Copy out the stretch of the material from the line containing "Tag every instance of the rear window" through the end of the material, both ends included, character for character. Omit the pictures from your copy.
begin Supplied data
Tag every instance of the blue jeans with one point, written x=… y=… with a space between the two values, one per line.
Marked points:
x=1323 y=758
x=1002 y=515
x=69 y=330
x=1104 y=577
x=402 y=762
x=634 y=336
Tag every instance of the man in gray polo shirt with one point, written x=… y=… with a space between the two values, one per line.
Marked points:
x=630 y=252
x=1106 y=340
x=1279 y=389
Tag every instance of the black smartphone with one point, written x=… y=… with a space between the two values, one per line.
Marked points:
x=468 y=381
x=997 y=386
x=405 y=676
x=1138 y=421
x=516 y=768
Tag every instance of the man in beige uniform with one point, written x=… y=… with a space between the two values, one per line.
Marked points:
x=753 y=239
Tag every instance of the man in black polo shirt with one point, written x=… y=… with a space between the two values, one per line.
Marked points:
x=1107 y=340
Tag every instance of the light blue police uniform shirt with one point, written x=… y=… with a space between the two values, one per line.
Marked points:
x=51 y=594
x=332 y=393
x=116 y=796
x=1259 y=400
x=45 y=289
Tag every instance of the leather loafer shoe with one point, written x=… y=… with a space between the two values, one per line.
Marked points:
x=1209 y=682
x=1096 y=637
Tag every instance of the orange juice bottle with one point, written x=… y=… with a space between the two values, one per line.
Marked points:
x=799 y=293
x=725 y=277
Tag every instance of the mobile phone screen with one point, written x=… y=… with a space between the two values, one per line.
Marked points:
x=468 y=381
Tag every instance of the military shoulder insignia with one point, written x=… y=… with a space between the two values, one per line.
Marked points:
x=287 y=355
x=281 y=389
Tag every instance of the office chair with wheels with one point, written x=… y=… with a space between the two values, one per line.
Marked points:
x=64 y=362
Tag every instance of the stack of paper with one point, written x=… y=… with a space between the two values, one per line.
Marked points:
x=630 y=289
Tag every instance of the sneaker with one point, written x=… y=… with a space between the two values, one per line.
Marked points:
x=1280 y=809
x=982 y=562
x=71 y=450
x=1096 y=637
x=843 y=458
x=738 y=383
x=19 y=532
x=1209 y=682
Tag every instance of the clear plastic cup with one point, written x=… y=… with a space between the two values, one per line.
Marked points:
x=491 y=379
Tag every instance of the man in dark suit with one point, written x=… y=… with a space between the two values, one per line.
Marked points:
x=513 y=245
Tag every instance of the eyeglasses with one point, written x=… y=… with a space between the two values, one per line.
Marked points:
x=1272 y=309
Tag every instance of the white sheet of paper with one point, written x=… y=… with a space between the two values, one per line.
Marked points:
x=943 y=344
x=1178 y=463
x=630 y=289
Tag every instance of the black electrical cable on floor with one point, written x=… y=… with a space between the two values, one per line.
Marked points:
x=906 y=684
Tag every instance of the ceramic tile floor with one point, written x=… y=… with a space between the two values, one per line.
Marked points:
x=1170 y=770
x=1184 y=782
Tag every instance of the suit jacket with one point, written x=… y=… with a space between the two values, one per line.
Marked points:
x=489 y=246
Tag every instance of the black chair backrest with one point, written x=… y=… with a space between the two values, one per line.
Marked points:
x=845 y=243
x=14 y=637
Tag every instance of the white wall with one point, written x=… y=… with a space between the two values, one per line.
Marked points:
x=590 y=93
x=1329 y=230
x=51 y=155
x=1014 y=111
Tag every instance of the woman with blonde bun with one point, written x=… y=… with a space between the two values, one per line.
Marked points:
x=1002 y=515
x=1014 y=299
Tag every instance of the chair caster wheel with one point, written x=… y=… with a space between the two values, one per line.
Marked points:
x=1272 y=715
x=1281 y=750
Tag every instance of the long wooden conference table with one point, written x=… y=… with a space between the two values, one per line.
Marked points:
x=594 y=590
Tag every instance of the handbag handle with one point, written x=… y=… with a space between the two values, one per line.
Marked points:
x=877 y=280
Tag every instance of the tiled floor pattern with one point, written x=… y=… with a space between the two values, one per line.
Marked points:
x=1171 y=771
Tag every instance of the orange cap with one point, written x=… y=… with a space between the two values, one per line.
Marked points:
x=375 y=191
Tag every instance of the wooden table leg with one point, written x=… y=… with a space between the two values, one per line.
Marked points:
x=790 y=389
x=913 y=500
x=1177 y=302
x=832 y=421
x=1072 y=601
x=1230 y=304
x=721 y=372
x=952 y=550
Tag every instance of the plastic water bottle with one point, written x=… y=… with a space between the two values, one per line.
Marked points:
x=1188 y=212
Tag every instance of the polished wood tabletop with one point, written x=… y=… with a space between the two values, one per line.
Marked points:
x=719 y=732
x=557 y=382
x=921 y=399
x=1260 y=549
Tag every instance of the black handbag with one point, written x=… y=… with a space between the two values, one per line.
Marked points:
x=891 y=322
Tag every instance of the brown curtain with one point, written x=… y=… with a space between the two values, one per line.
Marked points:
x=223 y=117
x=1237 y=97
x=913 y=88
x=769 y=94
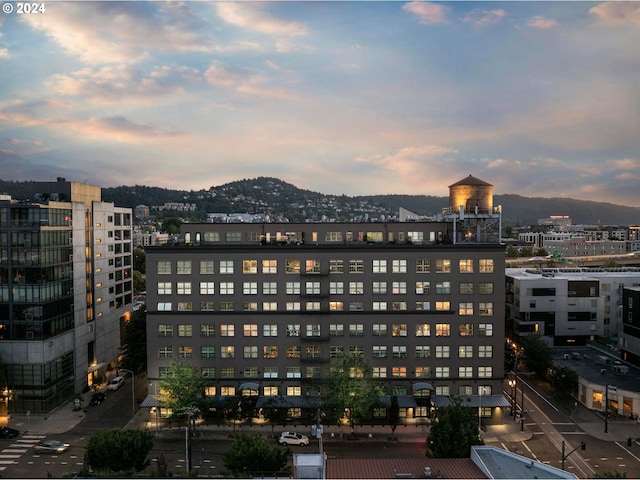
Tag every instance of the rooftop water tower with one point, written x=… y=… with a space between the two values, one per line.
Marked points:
x=475 y=219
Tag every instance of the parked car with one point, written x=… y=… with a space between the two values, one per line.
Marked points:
x=6 y=432
x=50 y=446
x=116 y=383
x=97 y=398
x=292 y=438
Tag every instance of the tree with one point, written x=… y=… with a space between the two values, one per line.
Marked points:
x=351 y=390
x=564 y=380
x=251 y=454
x=183 y=390
x=453 y=432
x=538 y=356
x=134 y=342
x=119 y=450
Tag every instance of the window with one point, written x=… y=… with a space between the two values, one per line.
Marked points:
x=379 y=351
x=423 y=330
x=485 y=351
x=207 y=330
x=465 y=265
x=442 y=351
x=270 y=330
x=379 y=266
x=226 y=267
x=165 y=330
x=423 y=288
x=485 y=309
x=356 y=266
x=379 y=288
x=312 y=288
x=485 y=288
x=250 y=288
x=465 y=308
x=313 y=330
x=206 y=267
x=163 y=267
x=165 y=351
x=423 y=306
x=465 y=329
x=465 y=351
x=443 y=329
x=423 y=351
x=485 y=329
x=399 y=266
x=185 y=351
x=293 y=288
x=399 y=288
x=207 y=351
x=249 y=266
x=399 y=351
x=227 y=330
x=443 y=306
x=250 y=351
x=379 y=329
x=379 y=306
x=269 y=266
x=466 y=288
x=227 y=351
x=423 y=265
x=183 y=267
x=293 y=330
x=269 y=288
x=292 y=266
x=336 y=351
x=356 y=330
x=443 y=266
x=485 y=265
x=250 y=330
x=270 y=372
x=185 y=330
x=336 y=266
x=399 y=330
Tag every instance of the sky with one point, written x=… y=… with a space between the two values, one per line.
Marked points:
x=540 y=99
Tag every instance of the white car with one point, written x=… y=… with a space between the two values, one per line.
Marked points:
x=116 y=383
x=292 y=438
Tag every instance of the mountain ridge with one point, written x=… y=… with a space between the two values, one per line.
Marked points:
x=275 y=197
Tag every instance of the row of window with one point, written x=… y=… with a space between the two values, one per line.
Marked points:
x=296 y=266
x=334 y=329
x=334 y=288
x=335 y=351
x=315 y=372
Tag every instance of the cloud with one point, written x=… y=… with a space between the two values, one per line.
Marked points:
x=542 y=23
x=252 y=17
x=122 y=32
x=428 y=13
x=615 y=13
x=484 y=18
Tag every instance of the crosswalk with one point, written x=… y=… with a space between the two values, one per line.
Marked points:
x=19 y=446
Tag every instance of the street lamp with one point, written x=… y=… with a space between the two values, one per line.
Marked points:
x=133 y=391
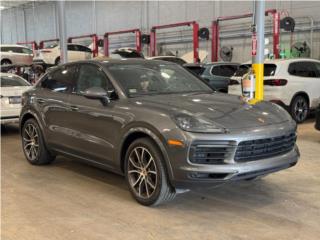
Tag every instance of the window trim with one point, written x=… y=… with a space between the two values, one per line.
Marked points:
x=303 y=61
x=103 y=72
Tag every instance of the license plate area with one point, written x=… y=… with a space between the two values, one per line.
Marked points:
x=15 y=100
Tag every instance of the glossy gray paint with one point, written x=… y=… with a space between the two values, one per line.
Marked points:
x=89 y=130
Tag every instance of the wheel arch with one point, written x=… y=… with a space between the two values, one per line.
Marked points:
x=139 y=132
x=300 y=93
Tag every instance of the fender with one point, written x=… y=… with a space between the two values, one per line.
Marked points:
x=156 y=136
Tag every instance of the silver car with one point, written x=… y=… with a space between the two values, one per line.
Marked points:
x=15 y=55
x=155 y=123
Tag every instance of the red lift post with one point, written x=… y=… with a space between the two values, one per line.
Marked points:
x=34 y=45
x=275 y=31
x=106 y=41
x=195 y=28
x=41 y=43
x=94 y=38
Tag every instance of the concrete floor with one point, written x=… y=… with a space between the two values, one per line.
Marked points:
x=70 y=200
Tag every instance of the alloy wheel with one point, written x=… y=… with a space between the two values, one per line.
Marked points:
x=31 y=142
x=300 y=109
x=142 y=172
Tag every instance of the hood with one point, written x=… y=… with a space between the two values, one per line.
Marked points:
x=228 y=111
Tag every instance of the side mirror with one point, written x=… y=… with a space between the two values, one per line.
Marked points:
x=97 y=93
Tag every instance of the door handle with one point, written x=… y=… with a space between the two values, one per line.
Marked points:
x=74 y=108
x=41 y=100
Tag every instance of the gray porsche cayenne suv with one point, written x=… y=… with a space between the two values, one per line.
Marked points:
x=155 y=123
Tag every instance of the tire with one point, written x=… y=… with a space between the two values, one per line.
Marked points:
x=148 y=184
x=299 y=108
x=33 y=144
x=57 y=61
x=6 y=62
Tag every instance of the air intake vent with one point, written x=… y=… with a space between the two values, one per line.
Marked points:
x=264 y=148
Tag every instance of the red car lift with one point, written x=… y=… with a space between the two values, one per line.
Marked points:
x=33 y=44
x=195 y=28
x=106 y=41
x=94 y=38
x=275 y=30
x=41 y=43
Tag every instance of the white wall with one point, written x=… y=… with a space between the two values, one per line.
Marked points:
x=38 y=21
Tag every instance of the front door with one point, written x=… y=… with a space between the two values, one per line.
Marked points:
x=93 y=122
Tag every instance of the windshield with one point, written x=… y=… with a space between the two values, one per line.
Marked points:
x=13 y=81
x=143 y=79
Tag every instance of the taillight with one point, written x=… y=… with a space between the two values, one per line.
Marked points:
x=233 y=82
x=276 y=82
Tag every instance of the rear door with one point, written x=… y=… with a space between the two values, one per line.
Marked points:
x=94 y=127
x=52 y=96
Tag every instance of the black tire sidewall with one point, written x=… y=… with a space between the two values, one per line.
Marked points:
x=161 y=174
x=292 y=106
x=41 y=142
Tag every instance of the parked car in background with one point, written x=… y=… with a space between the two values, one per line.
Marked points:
x=15 y=55
x=126 y=53
x=155 y=123
x=216 y=74
x=51 y=54
x=317 y=125
x=12 y=87
x=291 y=83
x=173 y=59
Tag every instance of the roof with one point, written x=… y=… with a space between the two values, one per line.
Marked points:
x=209 y=64
x=13 y=45
x=275 y=61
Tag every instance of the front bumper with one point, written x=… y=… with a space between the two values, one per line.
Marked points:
x=190 y=175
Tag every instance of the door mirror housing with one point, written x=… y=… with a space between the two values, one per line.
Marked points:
x=97 y=93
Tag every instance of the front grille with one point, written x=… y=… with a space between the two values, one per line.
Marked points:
x=264 y=148
x=210 y=153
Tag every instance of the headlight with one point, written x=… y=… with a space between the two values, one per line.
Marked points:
x=193 y=124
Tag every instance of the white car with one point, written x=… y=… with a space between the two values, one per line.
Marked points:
x=15 y=55
x=51 y=54
x=291 y=83
x=12 y=87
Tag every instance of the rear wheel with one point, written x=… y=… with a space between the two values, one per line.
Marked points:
x=146 y=174
x=299 y=108
x=33 y=144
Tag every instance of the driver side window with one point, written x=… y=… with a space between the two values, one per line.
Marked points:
x=92 y=76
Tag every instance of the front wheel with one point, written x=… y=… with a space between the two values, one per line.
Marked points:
x=146 y=175
x=33 y=144
x=299 y=109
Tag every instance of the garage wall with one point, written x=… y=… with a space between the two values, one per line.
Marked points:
x=37 y=21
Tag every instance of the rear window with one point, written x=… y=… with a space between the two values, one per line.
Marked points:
x=12 y=81
x=269 y=70
x=198 y=70
x=303 y=69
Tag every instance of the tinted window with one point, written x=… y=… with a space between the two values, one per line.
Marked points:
x=198 y=70
x=151 y=79
x=26 y=51
x=224 y=70
x=269 y=70
x=84 y=49
x=174 y=60
x=91 y=76
x=60 y=80
x=73 y=48
x=303 y=69
x=13 y=81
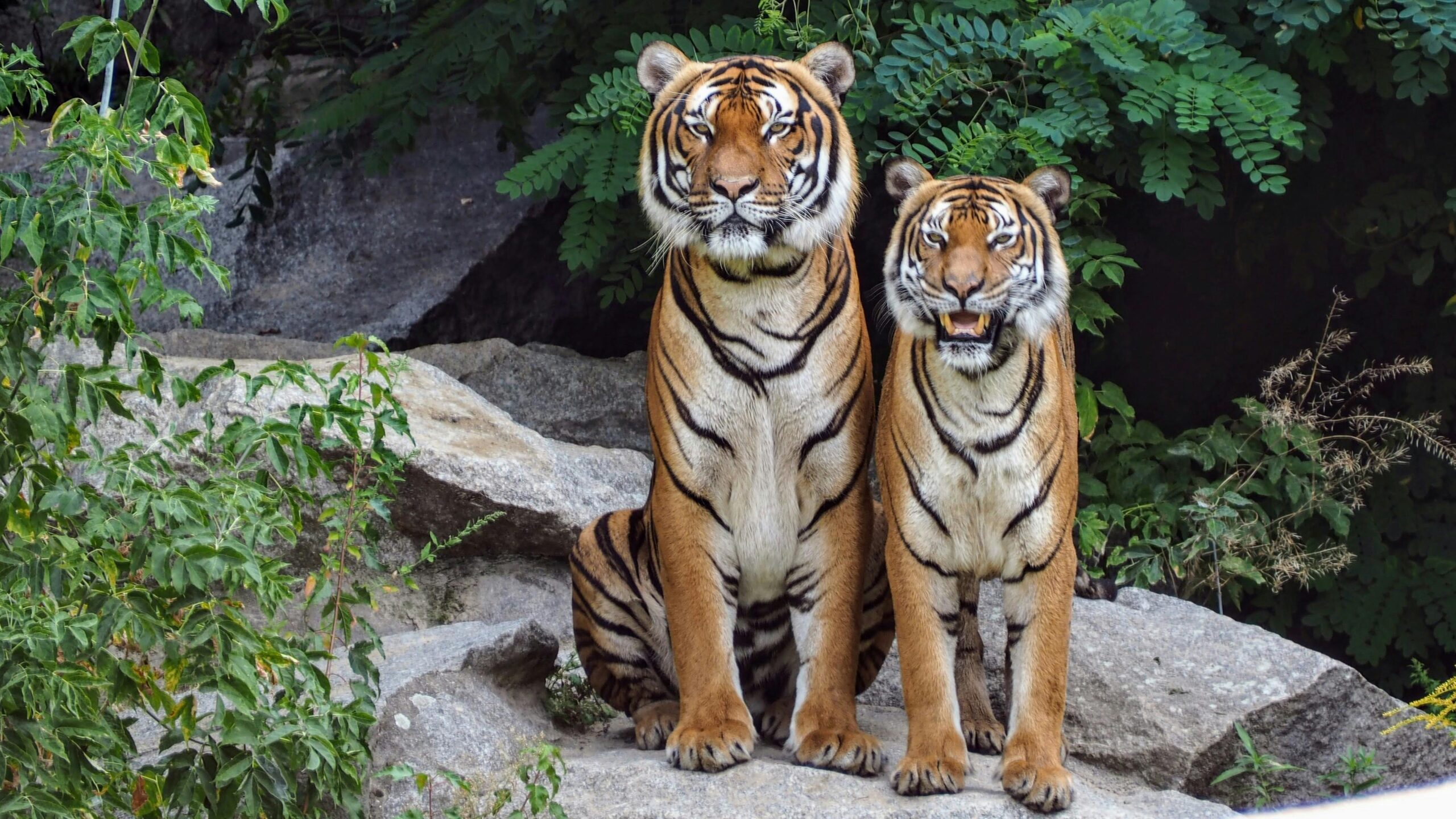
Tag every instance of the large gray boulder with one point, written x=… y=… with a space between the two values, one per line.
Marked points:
end Supplied data
Task output:
Tag every instance of the rear window with one point, written x=… y=… with a space between the two values, one per line.
Marked points:
x=12 y=81
x=269 y=70
x=198 y=70
x=303 y=69
Tag every instance of the tinted window with one point, written x=… y=… with a space between the two values, one per line.
Marked points:
x=198 y=70
x=151 y=79
x=26 y=51
x=224 y=70
x=269 y=70
x=84 y=49
x=174 y=60
x=91 y=76
x=60 y=80
x=73 y=48
x=303 y=69
x=13 y=81
Tag every instance of the large gray boulder with one point, written x=… y=… with a space between the two values, one per line.
Marked points:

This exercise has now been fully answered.